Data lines
==============================
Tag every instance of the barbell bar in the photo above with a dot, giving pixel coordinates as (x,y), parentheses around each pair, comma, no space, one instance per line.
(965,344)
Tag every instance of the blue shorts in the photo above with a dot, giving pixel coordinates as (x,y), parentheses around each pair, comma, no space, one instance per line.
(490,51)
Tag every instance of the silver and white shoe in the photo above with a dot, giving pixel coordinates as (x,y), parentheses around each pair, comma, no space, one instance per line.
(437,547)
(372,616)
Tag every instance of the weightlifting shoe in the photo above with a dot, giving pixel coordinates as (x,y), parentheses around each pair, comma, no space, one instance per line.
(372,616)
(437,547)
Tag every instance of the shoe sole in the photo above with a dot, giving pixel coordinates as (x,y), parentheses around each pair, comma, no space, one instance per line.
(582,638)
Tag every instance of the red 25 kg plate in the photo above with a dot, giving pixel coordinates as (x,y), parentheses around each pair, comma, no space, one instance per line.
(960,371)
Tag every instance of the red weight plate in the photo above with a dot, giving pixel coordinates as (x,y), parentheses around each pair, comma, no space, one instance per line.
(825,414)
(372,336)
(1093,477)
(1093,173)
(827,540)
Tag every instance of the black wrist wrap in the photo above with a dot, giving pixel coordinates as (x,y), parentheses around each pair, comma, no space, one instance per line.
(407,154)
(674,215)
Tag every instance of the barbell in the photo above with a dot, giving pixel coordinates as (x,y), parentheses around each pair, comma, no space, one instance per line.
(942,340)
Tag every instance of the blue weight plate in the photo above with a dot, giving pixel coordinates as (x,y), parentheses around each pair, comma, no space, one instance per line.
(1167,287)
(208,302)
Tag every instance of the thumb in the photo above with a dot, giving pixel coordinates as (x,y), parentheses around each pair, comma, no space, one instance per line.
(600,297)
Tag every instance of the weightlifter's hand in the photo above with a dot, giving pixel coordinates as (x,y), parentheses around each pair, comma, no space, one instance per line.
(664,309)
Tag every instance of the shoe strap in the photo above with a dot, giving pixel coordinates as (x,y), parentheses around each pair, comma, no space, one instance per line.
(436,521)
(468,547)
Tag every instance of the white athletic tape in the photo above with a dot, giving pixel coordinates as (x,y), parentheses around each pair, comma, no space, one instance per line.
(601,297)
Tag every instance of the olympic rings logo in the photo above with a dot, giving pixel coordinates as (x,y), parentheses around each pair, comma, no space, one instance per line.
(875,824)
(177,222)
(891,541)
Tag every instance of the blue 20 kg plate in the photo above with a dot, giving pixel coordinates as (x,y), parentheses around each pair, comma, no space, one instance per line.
==============================
■ WHAT THE TASK ASKS ■
Render every line of the records above as a JSON array of strings, one string per line, with blank lines omitted.

■ RIGHT ANSWER ■
[
  "Tag every instance of the barbell bar in the photo above with a dot, giving pixel coordinates as (x,y), parentheses around each pair, comma, no space, one instance per line.",
  "(965,344)",
  "Tag every instance of the blue shorts in the photo above with a dot, giving pixel coordinates as (x,y), parentheses around each pair, comma, no space, one instance per line.",
  "(490,51)",
  "Tag every instance of the silver and white shoe in the photo above with a dot, giving pixel coordinates as (x,y), parentheses around each pair, comma, no space, one instance per line.",
  "(437,547)",
  "(372,616)",
  "Tag every instance of the weightlifting shoe in the photo above with a dot, giving pixel coordinates as (x,y), parentheses around each pair, comma, no space, one instance per line.",
  "(372,616)",
  "(437,547)",
  "Tag every instance of the shoe sole in the photo above with a dot, giving pixel coordinates as (x,y), parentheses around each pair, comma, no space, one instance per line.",
  "(582,638)",
  "Tag every instance of the red 25 kg plate in the photo above with a dot, giving pixel coordinates as (x,y), parentheses around each pair, comma, no space, one instance per line.",
  "(960,371)",
  "Tag every instance of the red weight plate in the photo above with a dot, giving pixel coordinates as (x,y), parentheses around each pair, comma, no space, one instance per line.",
  "(825,414)",
  "(372,336)",
  "(1093,477)",
  "(1093,173)",
  "(827,540)",
  "Tag every instance of the black wrist wrap in the photo above with a dot, giving pixel coordinates as (x,y), parentheses around each pair, comma, no space, one instance per line.",
  "(407,154)",
  "(674,215)",
  "Tag every instance of the barbell in the photo above with a dot, giving pixel coordinates as (x,y), parentheses around each pair, comma, no space, one instance per line.",
  "(942,340)",
  "Tag every instance of the blue weight plate in the photo above with a dot, giving pixel coordinates as (x,y), parentheses around each pair, comma, no space, one instance per line.",
  "(1167,287)",
  "(208,302)",
  "Tag every instance of the thumb in the photo above with a dot, giving pixel coordinates as (x,y), parentheses around each pair, comma, no space, one instance per line.",
  "(600,297)",
  "Tag every instance of the weightlifter's hand in the photo above with a dot, giving pixel coordinates as (x,y), parentheses around each pair, comma, no space, one instance per line.",
  "(664,309)",
  "Tag every instance of the shoe strap in the photo above with a dot, giving pixel coordinates as (x,y), parentheses around each pair, comma, no space, one instance per line.",
  "(436,521)",
  "(468,547)",
  "Tag every instance of the white athletic tape in the photo above with a dot, giving pixel coordinates as (x,y), parentheses around each pair, comma, no space, one instance per line.",
  "(601,297)",
  "Tag every instance of the olympic rings logo in the photo above with a dot, giving pixel coordinates as (x,y), parentheses around each pair, comma, no space, one instance per line.",
  "(875,824)",
  "(177,222)",
  "(891,541)",
  "Tag every instance of the blue 20 kg plate in the photo above with a dot, giving pixel coordinates as (x,y), parentheses around each pair, comma, no space, one instance per line."
]